What this task involves: In the entries below, filter for the word "window" and copy every matching line.

Stored data:
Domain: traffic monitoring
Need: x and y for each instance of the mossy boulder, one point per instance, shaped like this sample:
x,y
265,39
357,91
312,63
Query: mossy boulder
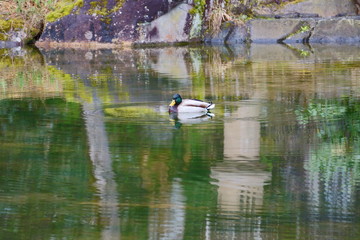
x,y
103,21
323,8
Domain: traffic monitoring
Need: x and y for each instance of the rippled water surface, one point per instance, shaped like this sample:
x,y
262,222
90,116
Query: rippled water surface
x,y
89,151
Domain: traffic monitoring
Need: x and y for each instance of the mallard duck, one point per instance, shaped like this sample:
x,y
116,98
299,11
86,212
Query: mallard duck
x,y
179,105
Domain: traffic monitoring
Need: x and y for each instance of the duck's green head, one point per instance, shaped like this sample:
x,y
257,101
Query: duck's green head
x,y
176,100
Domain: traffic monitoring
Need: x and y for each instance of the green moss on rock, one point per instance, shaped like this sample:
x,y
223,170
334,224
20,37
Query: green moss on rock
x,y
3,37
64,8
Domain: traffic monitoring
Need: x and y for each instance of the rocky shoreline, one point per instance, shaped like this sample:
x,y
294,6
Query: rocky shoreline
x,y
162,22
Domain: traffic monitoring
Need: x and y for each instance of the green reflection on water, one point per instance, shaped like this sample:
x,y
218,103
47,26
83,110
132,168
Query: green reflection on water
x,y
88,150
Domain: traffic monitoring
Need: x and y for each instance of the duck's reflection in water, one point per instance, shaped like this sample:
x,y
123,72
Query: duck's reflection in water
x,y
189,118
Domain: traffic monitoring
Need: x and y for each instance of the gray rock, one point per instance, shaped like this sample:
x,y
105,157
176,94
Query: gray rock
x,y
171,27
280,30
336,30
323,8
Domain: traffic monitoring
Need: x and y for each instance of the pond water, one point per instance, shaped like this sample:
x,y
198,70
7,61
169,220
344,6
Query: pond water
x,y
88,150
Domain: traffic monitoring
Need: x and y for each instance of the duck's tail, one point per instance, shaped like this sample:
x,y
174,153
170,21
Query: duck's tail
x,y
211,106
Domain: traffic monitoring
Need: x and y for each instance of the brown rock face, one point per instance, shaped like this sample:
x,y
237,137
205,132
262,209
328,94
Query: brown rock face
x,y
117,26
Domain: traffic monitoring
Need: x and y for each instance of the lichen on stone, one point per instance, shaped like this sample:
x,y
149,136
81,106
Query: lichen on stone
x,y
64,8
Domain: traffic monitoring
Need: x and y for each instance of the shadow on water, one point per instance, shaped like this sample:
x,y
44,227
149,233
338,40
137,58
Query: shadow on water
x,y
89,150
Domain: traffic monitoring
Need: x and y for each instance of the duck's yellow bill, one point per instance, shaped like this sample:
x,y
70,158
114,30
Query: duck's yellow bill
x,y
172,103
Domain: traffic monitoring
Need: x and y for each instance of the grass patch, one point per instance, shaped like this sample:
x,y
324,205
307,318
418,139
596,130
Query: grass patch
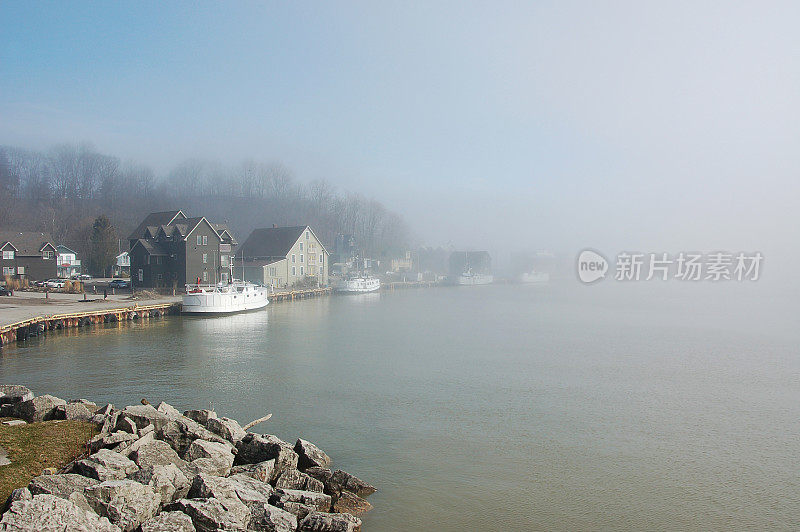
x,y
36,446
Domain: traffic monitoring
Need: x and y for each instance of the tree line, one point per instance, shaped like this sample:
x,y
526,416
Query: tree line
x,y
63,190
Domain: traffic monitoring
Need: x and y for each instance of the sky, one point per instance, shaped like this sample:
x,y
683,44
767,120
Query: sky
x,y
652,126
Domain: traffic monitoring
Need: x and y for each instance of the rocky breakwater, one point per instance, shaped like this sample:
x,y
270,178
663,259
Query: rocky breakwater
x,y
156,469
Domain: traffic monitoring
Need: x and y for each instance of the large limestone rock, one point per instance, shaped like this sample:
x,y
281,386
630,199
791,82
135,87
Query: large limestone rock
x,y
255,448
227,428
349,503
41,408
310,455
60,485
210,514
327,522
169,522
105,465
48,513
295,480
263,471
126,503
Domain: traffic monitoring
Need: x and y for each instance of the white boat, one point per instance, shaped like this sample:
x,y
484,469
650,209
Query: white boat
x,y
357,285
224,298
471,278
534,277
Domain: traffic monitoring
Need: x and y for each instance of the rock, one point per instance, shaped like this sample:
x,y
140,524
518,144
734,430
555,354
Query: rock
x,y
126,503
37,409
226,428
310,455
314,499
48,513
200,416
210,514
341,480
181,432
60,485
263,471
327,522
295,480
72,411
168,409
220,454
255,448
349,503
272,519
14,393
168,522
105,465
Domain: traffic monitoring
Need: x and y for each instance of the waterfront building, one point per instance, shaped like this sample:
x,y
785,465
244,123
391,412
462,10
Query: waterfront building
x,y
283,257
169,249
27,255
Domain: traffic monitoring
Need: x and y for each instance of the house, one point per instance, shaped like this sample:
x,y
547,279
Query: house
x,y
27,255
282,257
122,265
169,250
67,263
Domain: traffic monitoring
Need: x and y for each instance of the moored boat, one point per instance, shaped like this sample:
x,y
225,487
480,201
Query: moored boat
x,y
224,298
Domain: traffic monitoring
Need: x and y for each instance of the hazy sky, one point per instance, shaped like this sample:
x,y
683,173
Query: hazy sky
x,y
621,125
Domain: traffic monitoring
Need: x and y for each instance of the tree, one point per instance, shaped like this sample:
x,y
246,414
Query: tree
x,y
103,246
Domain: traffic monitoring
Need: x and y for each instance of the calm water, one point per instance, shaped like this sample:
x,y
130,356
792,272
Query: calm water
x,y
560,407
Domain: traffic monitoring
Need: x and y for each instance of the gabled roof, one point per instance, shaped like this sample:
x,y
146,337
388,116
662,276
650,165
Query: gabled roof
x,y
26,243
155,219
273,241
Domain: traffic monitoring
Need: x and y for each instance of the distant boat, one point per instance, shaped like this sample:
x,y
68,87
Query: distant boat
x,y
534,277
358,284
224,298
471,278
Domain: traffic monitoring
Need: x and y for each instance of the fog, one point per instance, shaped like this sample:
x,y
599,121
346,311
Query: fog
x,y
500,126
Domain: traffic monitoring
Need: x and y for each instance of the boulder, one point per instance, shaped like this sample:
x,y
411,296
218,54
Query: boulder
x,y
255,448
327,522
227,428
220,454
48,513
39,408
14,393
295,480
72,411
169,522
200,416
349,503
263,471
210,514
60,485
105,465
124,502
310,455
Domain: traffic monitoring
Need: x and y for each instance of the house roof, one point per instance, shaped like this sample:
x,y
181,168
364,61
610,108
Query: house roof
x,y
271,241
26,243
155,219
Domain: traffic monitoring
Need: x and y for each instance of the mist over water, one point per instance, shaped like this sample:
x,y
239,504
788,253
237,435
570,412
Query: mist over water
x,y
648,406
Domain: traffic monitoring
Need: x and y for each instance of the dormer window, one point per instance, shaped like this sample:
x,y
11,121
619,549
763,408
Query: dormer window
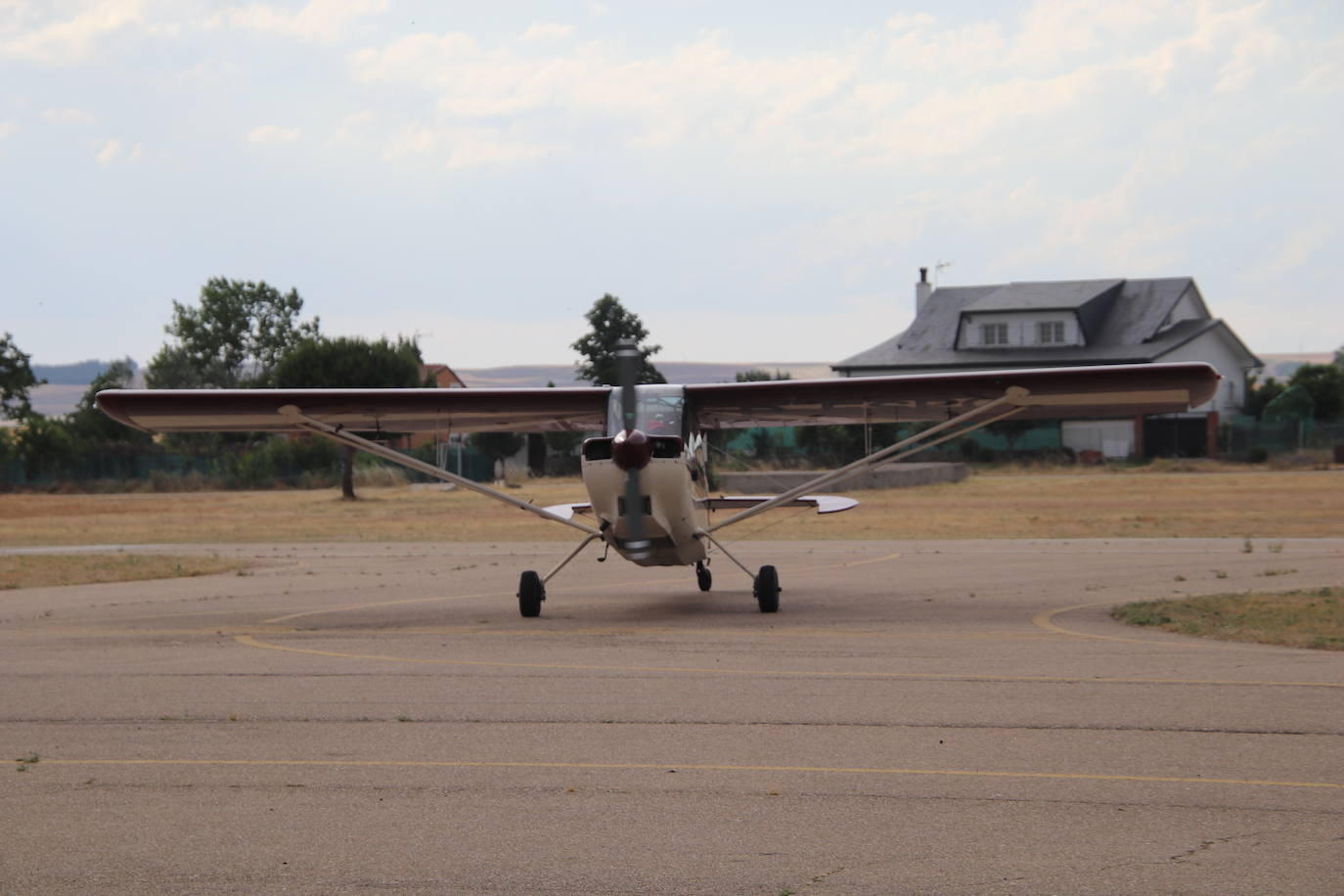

Expected answer:
Need: x and y for each instance of the dormer window, one point per instance, shaped like this sample:
Query: dormer window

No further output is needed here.